start Supplied data

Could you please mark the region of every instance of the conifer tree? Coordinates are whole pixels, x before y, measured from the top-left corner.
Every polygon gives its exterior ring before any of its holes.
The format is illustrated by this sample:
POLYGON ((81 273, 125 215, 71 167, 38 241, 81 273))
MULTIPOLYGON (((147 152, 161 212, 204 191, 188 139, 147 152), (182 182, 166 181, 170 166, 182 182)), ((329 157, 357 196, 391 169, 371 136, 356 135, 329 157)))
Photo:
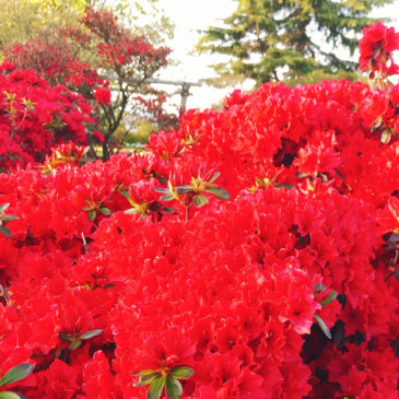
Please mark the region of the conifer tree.
POLYGON ((267 81, 312 80, 325 75, 353 75, 357 64, 337 55, 353 55, 357 33, 374 19, 375 7, 390 0, 236 0, 237 9, 223 26, 209 27, 198 49, 231 56, 213 66, 221 78, 246 77, 259 85, 267 81), (321 44, 326 43, 327 45, 321 44))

end Supplied data

**Task details:**
Output all of the lines above word for word, omitting the pictures.

**Reply to the task:**
Could you please mark the region of every instance of the conifer tree? Coordinates are whole pixels, x before y, measured from the top-left corner.
Every polygon gives its exterior ring before any of its holes.
The format is illustrated by this sample:
POLYGON ((81 273, 125 215, 71 167, 38 241, 81 273))
MULTIPOLYGON (((147 152, 161 212, 204 191, 188 139, 147 152), (182 182, 166 181, 170 166, 182 182)), ((329 157, 357 196, 391 169, 371 136, 356 135, 329 157)))
Photo:
Please mark the region of the conifer tree.
POLYGON ((267 81, 312 80, 325 75, 353 75, 357 64, 337 55, 353 55, 357 33, 374 19, 375 7, 390 0, 236 0, 237 9, 223 26, 209 27, 198 49, 231 56, 213 66, 221 78, 246 77, 259 85, 267 81), (321 44, 326 43, 327 45, 321 44))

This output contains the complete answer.